### Work to complete
The entries that follow need to be returned without any alteration.

### Entries provided
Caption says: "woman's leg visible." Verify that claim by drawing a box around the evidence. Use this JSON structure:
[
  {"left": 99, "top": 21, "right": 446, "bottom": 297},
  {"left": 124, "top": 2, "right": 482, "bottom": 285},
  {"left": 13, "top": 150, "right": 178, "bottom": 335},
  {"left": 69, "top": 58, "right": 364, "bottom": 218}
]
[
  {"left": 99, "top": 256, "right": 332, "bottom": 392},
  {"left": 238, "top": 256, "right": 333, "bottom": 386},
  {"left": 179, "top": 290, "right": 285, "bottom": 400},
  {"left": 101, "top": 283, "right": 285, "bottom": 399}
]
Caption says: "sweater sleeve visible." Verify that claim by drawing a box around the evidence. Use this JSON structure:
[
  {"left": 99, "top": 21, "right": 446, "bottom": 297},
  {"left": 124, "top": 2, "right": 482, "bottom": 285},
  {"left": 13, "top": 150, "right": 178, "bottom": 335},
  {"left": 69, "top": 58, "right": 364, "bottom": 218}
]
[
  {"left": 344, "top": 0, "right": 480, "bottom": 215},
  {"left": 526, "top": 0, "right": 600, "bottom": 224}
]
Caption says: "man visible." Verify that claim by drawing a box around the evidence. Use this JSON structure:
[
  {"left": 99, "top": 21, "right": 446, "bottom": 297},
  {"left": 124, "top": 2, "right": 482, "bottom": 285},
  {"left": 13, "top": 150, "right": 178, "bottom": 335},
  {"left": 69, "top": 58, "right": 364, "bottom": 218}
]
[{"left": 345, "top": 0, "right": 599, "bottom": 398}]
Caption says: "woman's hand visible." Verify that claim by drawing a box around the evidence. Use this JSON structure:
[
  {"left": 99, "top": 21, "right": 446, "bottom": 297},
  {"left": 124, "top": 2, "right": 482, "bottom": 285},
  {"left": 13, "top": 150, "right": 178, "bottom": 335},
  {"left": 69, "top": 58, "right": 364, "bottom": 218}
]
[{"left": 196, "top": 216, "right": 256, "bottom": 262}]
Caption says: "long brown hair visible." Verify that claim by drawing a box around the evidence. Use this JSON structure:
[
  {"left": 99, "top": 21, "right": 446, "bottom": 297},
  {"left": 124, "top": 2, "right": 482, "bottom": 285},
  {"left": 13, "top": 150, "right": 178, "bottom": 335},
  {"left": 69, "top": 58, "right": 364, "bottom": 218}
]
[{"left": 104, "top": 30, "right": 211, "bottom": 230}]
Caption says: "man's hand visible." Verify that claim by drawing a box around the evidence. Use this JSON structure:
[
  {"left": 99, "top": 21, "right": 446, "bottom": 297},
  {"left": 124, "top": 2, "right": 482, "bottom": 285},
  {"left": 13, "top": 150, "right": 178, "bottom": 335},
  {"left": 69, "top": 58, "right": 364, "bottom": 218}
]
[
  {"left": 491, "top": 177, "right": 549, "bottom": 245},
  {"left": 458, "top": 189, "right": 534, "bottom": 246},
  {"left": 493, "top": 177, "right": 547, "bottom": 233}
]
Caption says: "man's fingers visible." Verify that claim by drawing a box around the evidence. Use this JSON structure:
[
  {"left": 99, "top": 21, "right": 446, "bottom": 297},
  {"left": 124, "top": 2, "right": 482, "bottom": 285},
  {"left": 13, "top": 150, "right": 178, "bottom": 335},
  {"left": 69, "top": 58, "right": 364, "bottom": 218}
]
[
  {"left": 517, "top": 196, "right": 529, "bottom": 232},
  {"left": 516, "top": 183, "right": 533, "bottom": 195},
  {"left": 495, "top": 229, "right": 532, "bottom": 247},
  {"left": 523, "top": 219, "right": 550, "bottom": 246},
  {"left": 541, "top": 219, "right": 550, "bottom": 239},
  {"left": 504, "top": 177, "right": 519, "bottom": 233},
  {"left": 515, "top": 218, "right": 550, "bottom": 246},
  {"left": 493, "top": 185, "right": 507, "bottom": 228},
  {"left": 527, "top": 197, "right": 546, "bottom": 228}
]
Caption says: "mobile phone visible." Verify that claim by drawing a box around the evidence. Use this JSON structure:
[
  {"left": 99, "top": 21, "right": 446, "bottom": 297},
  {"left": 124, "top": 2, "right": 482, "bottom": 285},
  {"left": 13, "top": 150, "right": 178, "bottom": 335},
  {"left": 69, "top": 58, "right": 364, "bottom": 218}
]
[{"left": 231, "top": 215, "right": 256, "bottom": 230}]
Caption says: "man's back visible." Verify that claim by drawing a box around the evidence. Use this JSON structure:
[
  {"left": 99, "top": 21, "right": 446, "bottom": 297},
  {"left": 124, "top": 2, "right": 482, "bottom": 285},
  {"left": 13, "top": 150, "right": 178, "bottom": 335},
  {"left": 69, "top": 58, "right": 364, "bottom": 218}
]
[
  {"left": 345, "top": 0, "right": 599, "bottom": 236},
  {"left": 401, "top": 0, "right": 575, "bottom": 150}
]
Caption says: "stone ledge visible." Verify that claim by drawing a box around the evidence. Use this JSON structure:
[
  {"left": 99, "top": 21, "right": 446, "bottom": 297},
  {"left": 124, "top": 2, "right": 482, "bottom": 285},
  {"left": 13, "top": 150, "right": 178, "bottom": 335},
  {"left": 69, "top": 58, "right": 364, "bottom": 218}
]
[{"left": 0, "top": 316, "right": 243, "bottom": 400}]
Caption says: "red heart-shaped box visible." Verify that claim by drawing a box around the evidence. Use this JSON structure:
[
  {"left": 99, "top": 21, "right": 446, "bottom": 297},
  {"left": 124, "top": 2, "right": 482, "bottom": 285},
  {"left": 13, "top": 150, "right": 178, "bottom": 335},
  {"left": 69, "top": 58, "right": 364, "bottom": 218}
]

### Solution
Caption says: "woman's leg visible." Verify that claim by drawing a box around the evidence. Use this JSON structure:
[
  {"left": 99, "top": 21, "right": 446, "bottom": 297},
  {"left": 124, "top": 2, "right": 482, "bottom": 285},
  {"left": 13, "top": 150, "right": 178, "bottom": 335},
  {"left": 69, "top": 58, "right": 364, "bottom": 218}
]
[
  {"left": 99, "top": 256, "right": 332, "bottom": 392},
  {"left": 238, "top": 256, "right": 333, "bottom": 386},
  {"left": 179, "top": 290, "right": 285, "bottom": 400},
  {"left": 101, "top": 283, "right": 285, "bottom": 399}
]
Caption says: "sweater sleeve visible." Verify that claim by drawing a box around the evidence. Use this JSON structure:
[
  {"left": 99, "top": 21, "right": 446, "bottom": 297},
  {"left": 124, "top": 2, "right": 482, "bottom": 285},
  {"left": 13, "top": 150, "right": 178, "bottom": 335},
  {"left": 69, "top": 58, "right": 364, "bottom": 218}
]
[
  {"left": 344, "top": 0, "right": 480, "bottom": 215},
  {"left": 526, "top": 0, "right": 600, "bottom": 224}
]
Caption says: "man visible." Verify that claim by drawing a box around the evidence. Use this JSON structure:
[
  {"left": 99, "top": 21, "right": 446, "bottom": 297},
  {"left": 124, "top": 2, "right": 482, "bottom": 285},
  {"left": 13, "top": 150, "right": 178, "bottom": 335},
  {"left": 69, "top": 58, "right": 364, "bottom": 218}
]
[{"left": 345, "top": 0, "right": 599, "bottom": 398}]
Caption says: "woman's hand visible." Verify that claim by drawing a box around the evidence. Use this JSON structure:
[
  {"left": 99, "top": 21, "right": 446, "bottom": 297},
  {"left": 124, "top": 2, "right": 482, "bottom": 285},
  {"left": 13, "top": 150, "right": 178, "bottom": 335},
  {"left": 69, "top": 58, "right": 364, "bottom": 218}
]
[{"left": 196, "top": 216, "right": 256, "bottom": 262}]
Caption says: "long brown hair visible." Verify that claim by drawing a box around the evidence. Use this JSON structure:
[
  {"left": 99, "top": 21, "right": 446, "bottom": 297},
  {"left": 124, "top": 2, "right": 482, "bottom": 285},
  {"left": 13, "top": 150, "right": 178, "bottom": 335},
  {"left": 69, "top": 58, "right": 364, "bottom": 218}
]
[{"left": 104, "top": 30, "right": 211, "bottom": 230}]
Caption says: "man's hand visible." Verify that claim by drawing a box around the evidence. Use this JSON structure:
[
  {"left": 99, "top": 21, "right": 446, "bottom": 297},
  {"left": 124, "top": 2, "right": 482, "bottom": 285},
  {"left": 13, "top": 150, "right": 178, "bottom": 335},
  {"left": 69, "top": 58, "right": 364, "bottom": 218}
]
[
  {"left": 491, "top": 177, "right": 549, "bottom": 245},
  {"left": 458, "top": 189, "right": 534, "bottom": 246},
  {"left": 493, "top": 177, "right": 547, "bottom": 233}
]
Caption says: "man's fingers visible." Verify that claim by drawing a box around the evidence. Use this JSON structure:
[
  {"left": 99, "top": 21, "right": 446, "bottom": 297},
  {"left": 124, "top": 2, "right": 482, "bottom": 285},
  {"left": 13, "top": 150, "right": 178, "bottom": 335},
  {"left": 69, "top": 58, "right": 364, "bottom": 218}
]
[
  {"left": 517, "top": 196, "right": 529, "bottom": 232},
  {"left": 516, "top": 183, "right": 533, "bottom": 195},
  {"left": 495, "top": 229, "right": 532, "bottom": 247},
  {"left": 523, "top": 219, "right": 550, "bottom": 246},
  {"left": 541, "top": 219, "right": 550, "bottom": 239},
  {"left": 504, "top": 177, "right": 519, "bottom": 233},
  {"left": 515, "top": 218, "right": 550, "bottom": 246},
  {"left": 493, "top": 185, "right": 507, "bottom": 228},
  {"left": 527, "top": 197, "right": 546, "bottom": 228}
]
Caption says: "mobile phone visible." Verify that claim by drawing a box around the evidence. Use this JSON structure:
[
  {"left": 99, "top": 21, "right": 446, "bottom": 297},
  {"left": 124, "top": 2, "right": 482, "bottom": 285},
  {"left": 13, "top": 150, "right": 178, "bottom": 335},
  {"left": 69, "top": 58, "right": 364, "bottom": 218}
]
[{"left": 231, "top": 215, "right": 256, "bottom": 230}]
Caption says: "man's back visible." Verify that claim by drawing a box around the evidence. Use this JSON structure:
[
  {"left": 99, "top": 21, "right": 446, "bottom": 297},
  {"left": 124, "top": 2, "right": 482, "bottom": 285},
  {"left": 13, "top": 150, "right": 178, "bottom": 335},
  {"left": 69, "top": 58, "right": 364, "bottom": 218}
]
[
  {"left": 345, "top": 0, "right": 599, "bottom": 236},
  {"left": 401, "top": 0, "right": 575, "bottom": 150}
]
Caption says: "stone ledge visible." Verify that claim by drawing a box around the evidence. Use this JSON structure:
[
  {"left": 99, "top": 21, "right": 446, "bottom": 297},
  {"left": 124, "top": 2, "right": 482, "bottom": 285},
  {"left": 13, "top": 150, "right": 178, "bottom": 335},
  {"left": 69, "top": 58, "right": 364, "bottom": 218}
]
[{"left": 0, "top": 316, "right": 243, "bottom": 400}]
Caption says: "red heart-shaped box visible." Verify that claim by drawing a box around the evidence. Use this JSON structure:
[
  {"left": 99, "top": 21, "right": 446, "bottom": 297},
  {"left": 124, "top": 2, "right": 482, "bottom": 285},
  {"left": 13, "top": 150, "right": 178, "bottom": 335},
  {"left": 69, "top": 58, "right": 364, "bottom": 218}
]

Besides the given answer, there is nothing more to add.